_Yazılı yönerge_
Aşağıdaki verileri süz ve "brick" kelimesini içeren her satırı değiştirmeden kopyala.

_Veriler_
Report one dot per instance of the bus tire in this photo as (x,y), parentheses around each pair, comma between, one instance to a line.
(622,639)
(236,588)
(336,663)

==

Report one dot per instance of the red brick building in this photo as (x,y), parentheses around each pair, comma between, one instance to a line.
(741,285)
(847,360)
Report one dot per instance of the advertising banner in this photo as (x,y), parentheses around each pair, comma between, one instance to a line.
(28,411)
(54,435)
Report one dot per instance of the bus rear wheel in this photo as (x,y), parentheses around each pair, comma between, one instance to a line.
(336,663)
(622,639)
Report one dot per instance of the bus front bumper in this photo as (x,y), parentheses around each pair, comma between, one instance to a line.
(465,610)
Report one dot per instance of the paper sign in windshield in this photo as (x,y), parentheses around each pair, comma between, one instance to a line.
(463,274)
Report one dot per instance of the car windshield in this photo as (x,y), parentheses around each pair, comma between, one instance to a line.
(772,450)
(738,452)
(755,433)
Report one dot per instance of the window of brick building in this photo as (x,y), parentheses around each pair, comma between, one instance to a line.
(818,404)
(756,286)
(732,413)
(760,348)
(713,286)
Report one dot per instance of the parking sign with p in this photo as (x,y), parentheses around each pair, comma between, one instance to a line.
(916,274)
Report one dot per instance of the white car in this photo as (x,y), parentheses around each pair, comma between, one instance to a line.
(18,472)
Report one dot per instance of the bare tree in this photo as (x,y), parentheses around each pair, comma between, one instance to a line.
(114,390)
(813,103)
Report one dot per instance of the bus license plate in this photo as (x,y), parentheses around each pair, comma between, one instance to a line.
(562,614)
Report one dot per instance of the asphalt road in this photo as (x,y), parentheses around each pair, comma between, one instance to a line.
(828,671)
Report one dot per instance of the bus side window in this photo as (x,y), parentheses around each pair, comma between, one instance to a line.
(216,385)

_Alıştırmanın sonucu_
Report one dot per instance of the red brick building in this photo as (x,y), parentheses around each pair, comma between, one instance to a line.
Report one dot per instance of the window of brick building in this photo as (x,y), parentheses around each pair, comma between, one instance to a line.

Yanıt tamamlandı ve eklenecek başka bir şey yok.